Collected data
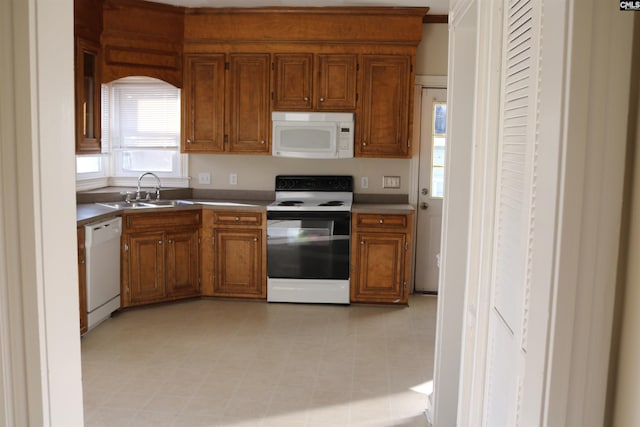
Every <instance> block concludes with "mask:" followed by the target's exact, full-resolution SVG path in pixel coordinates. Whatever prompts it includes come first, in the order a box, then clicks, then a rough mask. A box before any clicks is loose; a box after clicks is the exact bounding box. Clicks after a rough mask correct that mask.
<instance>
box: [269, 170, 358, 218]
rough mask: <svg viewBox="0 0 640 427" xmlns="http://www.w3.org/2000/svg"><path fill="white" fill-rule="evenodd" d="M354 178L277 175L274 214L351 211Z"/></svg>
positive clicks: (322, 176)
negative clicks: (284, 211)
mask: <svg viewBox="0 0 640 427" xmlns="http://www.w3.org/2000/svg"><path fill="white" fill-rule="evenodd" d="M352 201H353V177H351V176H345V175H313V176H305V175H278V176H276V200H275V201H274V202H273V203H271V204H270V205H269V206H267V210H271V211H275V210H279V211H350V210H351V203H352Z"/></svg>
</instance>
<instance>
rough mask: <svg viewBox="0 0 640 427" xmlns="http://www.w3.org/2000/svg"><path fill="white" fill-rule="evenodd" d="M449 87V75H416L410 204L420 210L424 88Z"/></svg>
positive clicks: (412, 226)
mask: <svg viewBox="0 0 640 427" xmlns="http://www.w3.org/2000/svg"><path fill="white" fill-rule="evenodd" d="M446 88H447V76H443V75H434V74H420V75H416V80H415V83H414V85H413V99H414V105H413V134H412V135H411V141H413V144H414V146H413V151H412V153H411V160H410V161H409V204H410V205H411V206H412V207H413V208H414V209H415V210H416V212H418V191H420V182H419V173H420V134H421V132H422V120H421V118H422V95H421V93H422V89H446ZM417 225H418V215H414V216H413V224H412V233H413V235H414V236H416V238H415V239H413V242H411V253H412V254H413V256H412V257H411V278H410V281H409V283H410V284H411V289H410V291H411V293H413V292H414V291H415V287H416V285H415V272H416V244H417V241H418V239H417V235H416V232H417V230H418V227H417Z"/></svg>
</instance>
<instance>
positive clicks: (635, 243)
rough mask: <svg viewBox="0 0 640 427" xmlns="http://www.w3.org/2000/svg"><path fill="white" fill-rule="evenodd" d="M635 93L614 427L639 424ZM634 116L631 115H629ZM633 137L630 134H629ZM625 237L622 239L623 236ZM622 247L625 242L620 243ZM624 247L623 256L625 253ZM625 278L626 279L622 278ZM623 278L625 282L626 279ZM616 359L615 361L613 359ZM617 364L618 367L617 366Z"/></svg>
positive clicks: (639, 343)
mask: <svg viewBox="0 0 640 427" xmlns="http://www.w3.org/2000/svg"><path fill="white" fill-rule="evenodd" d="M639 23H640V21H639V20H638V17H636V19H635V32H634V62H633V70H634V71H635V73H634V74H632V75H634V76H635V75H637V73H638V72H640V26H639V25H638V24H639ZM632 81H635V82H636V85H635V91H634V92H632V93H635V94H636V97H635V99H634V100H633V101H632V103H631V107H632V110H631V111H632V112H633V109H635V117H636V119H635V122H633V121H632V123H633V125H635V126H636V128H635V141H633V143H632V146H631V147H630V150H629V151H628V153H629V157H630V159H629V160H628V162H627V168H628V170H629V171H630V172H628V175H629V176H628V177H627V178H628V180H629V181H630V182H628V184H627V185H629V188H628V193H627V194H626V196H627V206H628V207H629V210H628V212H627V217H626V218H625V219H626V221H625V222H624V224H625V225H626V226H627V227H626V228H623V231H622V236H627V241H626V250H627V251H626V265H625V264H624V263H623V264H622V267H621V268H625V275H623V277H622V280H623V281H624V282H625V283H623V284H622V285H621V288H622V289H620V290H619V291H618V292H619V294H618V301H617V303H618V305H617V307H619V310H618V319H616V320H617V322H618V323H617V325H616V326H617V327H618V329H619V330H618V331H616V332H617V334H616V332H614V336H615V338H616V340H615V341H614V344H613V345H612V358H613V359H615V360H614V362H613V368H612V371H613V372H612V373H611V378H612V379H613V381H611V380H610V384H611V383H613V386H612V387H611V395H610V396H609V398H610V399H611V400H610V402H609V405H610V408H609V409H610V410H613V415H612V418H613V420H612V422H611V420H607V421H608V422H609V424H611V425H613V426H616V427H617V426H620V427H623V426H632V425H634V426H635V425H640V406H639V405H638V402H637V400H638V396H639V395H640V365H639V364H638V353H639V352H640V336H638V327H639V326H640V311H639V310H638V306H639V305H640V263H638V262H634V260H637V259H638V258H639V257H640V149H639V147H640V126H638V125H637V123H640V108H639V105H638V101H639V100H640V84H638V80H637V78H635V79H634V80H632ZM632 87H633V86H632ZM631 117H633V115H631ZM630 134H631V135H633V133H632V132H630ZM623 238H624V237H623ZM622 244H623V245H624V242H623V243H622ZM624 249H625V248H624V247H623V248H622V251H623V252H622V253H623V254H624ZM623 256H624V255H623ZM625 276H626V277H625ZM625 278H626V280H625ZM616 357H617V359H616ZM616 364H617V365H616Z"/></svg>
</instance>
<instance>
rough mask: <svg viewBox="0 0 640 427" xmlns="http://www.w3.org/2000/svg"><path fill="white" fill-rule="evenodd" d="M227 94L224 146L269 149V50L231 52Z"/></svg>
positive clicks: (233, 148) (236, 151)
mask: <svg viewBox="0 0 640 427" xmlns="http://www.w3.org/2000/svg"><path fill="white" fill-rule="evenodd" d="M229 64H230V65H229V86H228V88H227V98H228V100H229V105H228V108H227V120H228V122H227V132H228V141H229V142H228V145H227V150H228V151H230V152H234V153H266V154H268V153H270V152H271V150H270V148H269V134H270V129H271V114H270V113H271V110H270V109H269V102H270V100H269V70H270V56H269V54H231V55H230V58H229Z"/></svg>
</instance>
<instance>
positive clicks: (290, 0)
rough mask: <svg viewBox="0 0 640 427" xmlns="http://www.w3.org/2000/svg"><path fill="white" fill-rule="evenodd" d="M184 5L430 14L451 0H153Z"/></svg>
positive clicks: (204, 6) (176, 5)
mask: <svg viewBox="0 0 640 427" xmlns="http://www.w3.org/2000/svg"><path fill="white" fill-rule="evenodd" d="M151 1H153V2H155V3H165V4H172V5H174V6H184V7H269V6H302V7H322V6H350V7H354V6H355V7H365V6H376V7H428V8H429V12H428V14H429V15H447V14H448V13H449V0H151Z"/></svg>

Job item -> Recast all of the listing above as a numbered list of its lines, dropping any blank lines and leaving out the pictures.

Output ->
1. Every <instance> block concludes with "mask:" followed by the target's exact, full-resolution SVG path in pixel coordinates. Whatever prompts it includes come first, in the order a box, then clicks, then a rough mask. A box before any clicks is loose; a box after clicks is the exact bounding box. Clicks after a rough mask correct that mask.
2. <instance>
3. box: [269, 170, 358, 218]
4. rough mask: <svg viewBox="0 0 640 427" xmlns="http://www.w3.org/2000/svg"><path fill="white" fill-rule="evenodd" d="M354 178L277 175L274 214L351 211Z"/></svg>
5. positive clicks: (322, 176)
6. negative clicks: (284, 211)
7. mask: <svg viewBox="0 0 640 427" xmlns="http://www.w3.org/2000/svg"><path fill="white" fill-rule="evenodd" d="M352 201H353V177H351V176H345V175H313V176H305V175H278V176H276V200H275V201H274V202H273V203H271V204H270V205H269V206H267V210H271V211H275V210H279V211H350V210H351V203H352Z"/></svg>
8. </instance>
9. <instance>
10. rough mask: <svg viewBox="0 0 640 427" xmlns="http://www.w3.org/2000/svg"><path fill="white" fill-rule="evenodd" d="M449 87V75H416L410 204L420 210L424 88Z"/></svg>
11. positive clicks: (412, 226)
12. mask: <svg viewBox="0 0 640 427" xmlns="http://www.w3.org/2000/svg"><path fill="white" fill-rule="evenodd" d="M446 88H447V76H443V75H434V74H420V75H416V80H415V83H414V85H413V99H414V105H413V134H412V135H411V141H413V144H414V146H413V151H412V153H411V160H410V161H409V204H410V205H411V206H412V207H413V208H414V209H415V210H416V212H418V191H420V182H419V173H420V134H421V132H422V120H421V118H422V95H421V93H422V89H446ZM417 225H418V215H414V216H413V224H412V233H413V235H414V236H416V238H415V239H413V242H411V253H412V254H413V256H412V257H411V278H410V281H409V283H410V284H411V289H410V291H411V293H413V292H414V291H415V287H416V285H415V272H416V244H417V241H418V239H417V235H416V232H417V230H418V227H417Z"/></svg>
13. </instance>
14. <instance>
15. positive clicks: (635, 243)
16. rough mask: <svg viewBox="0 0 640 427" xmlns="http://www.w3.org/2000/svg"><path fill="white" fill-rule="evenodd" d="M635 93L614 427L639 424ZM634 116L631 115H629ZM633 137L630 134H629ZM625 237L622 239L623 236ZM622 247L625 242L620 243ZM624 247L623 256L625 253ZM625 278L626 279L622 278ZM623 278L625 282L626 279ZM616 359L615 361L613 359ZM617 364L618 367L617 366Z"/></svg>
17. positive clicks: (639, 343)
18. mask: <svg viewBox="0 0 640 427" xmlns="http://www.w3.org/2000/svg"><path fill="white" fill-rule="evenodd" d="M639 23H640V21H639V20H638V17H636V19H635V32H634V62H633V70H634V71H635V73H634V74H632V75H634V76H635V75H637V73H638V72H640V26H639V25H638V24H639ZM632 81H635V82H636V85H635V91H634V92H632V93H635V94H636V97H635V99H634V100H633V101H632V103H631V107H632V110H631V111H632V112H633V109H635V117H636V119H635V122H633V121H632V123H633V125H635V126H636V128H635V141H633V143H632V146H631V147H630V150H629V151H628V153H629V157H630V159H629V160H628V162H627V168H628V170H629V171H630V172H628V175H629V176H628V177H627V178H628V180H629V181H630V182H628V184H627V185H629V188H628V193H627V194H626V196H627V206H628V207H629V210H628V212H627V217H626V218H625V219H626V221H625V222H624V224H625V225H626V226H627V227H626V228H623V231H622V236H627V241H626V250H627V251H626V265H625V264H624V263H623V264H622V267H621V268H625V275H623V277H622V280H623V281H624V282H625V283H623V284H622V285H621V288H622V289H620V290H619V291H618V292H619V294H618V301H617V303H618V305H617V307H619V310H618V319H616V320H617V322H618V323H617V325H616V326H617V327H618V329H619V330H618V331H616V332H617V334H616V332H614V336H615V338H616V340H615V341H614V344H613V345H612V358H613V359H615V360H614V362H613V368H612V371H613V372H612V373H611V378H612V379H613V381H611V380H610V384H611V383H613V386H612V387H611V395H610V396H609V398H610V399H611V400H610V402H609V405H610V408H609V409H610V410H613V415H612V418H613V420H612V422H611V420H607V421H608V422H609V424H611V425H613V426H616V427H617V426H620V427H623V426H632V425H634V426H635V425H640V406H639V405H638V402H637V400H638V396H639V395H640V365H639V364H638V353H639V352H640V336H638V327H639V326H640V311H639V310H638V306H639V305H640V263H638V262H634V260H637V259H638V258H639V257H640V149H639V147H640V126H638V125H637V123H640V108H639V105H638V101H639V100H640V84H638V80H637V78H635V79H634V80H632ZM632 87H633V86H632ZM631 117H633V115H631ZM630 134H631V135H633V133H632V132H630ZM623 238H624V237H623ZM622 244H623V245H624V242H623V243H622ZM624 249H625V248H624V247H623V248H622V251H623V252H622V253H623V254H624ZM623 256H624V255H623ZM625 276H626V277H625ZM625 278H626V280H625ZM616 357H617V359H616ZM616 364H617V365H616Z"/></svg>
19. </instance>
20. <instance>
21. rough mask: <svg viewBox="0 0 640 427" xmlns="http://www.w3.org/2000/svg"><path fill="white" fill-rule="evenodd" d="M227 94L224 146L269 149V50L231 52Z"/></svg>
22. positive clicks: (233, 148) (236, 151)
23. mask: <svg viewBox="0 0 640 427" xmlns="http://www.w3.org/2000/svg"><path fill="white" fill-rule="evenodd" d="M229 64H230V65H229V86H228V88H227V98H228V100H229V105H228V108H227V120H228V122H227V132H228V141H229V142H228V145H227V150H228V151H230V152H234V153H266V154H268V153H270V152H271V150H270V148H269V134H270V129H271V114H270V113H271V110H270V109H269V102H270V100H269V70H270V56H269V54H231V55H230V58H229Z"/></svg>
24. </instance>
25. <instance>
26. positive clicks: (290, 0)
27. rough mask: <svg viewBox="0 0 640 427" xmlns="http://www.w3.org/2000/svg"><path fill="white" fill-rule="evenodd" d="M184 5L430 14L451 0H153Z"/></svg>
28. positive clicks: (204, 6) (176, 5)
29. mask: <svg viewBox="0 0 640 427" xmlns="http://www.w3.org/2000/svg"><path fill="white" fill-rule="evenodd" d="M151 1H153V2H155V3H165V4H172V5H174V6H184V7H269V6H302V7H322V6H350V7H354V6H355V7H365V6H376V7H428V8H429V12H428V14H429V15H447V14H448V13H449V0H151Z"/></svg>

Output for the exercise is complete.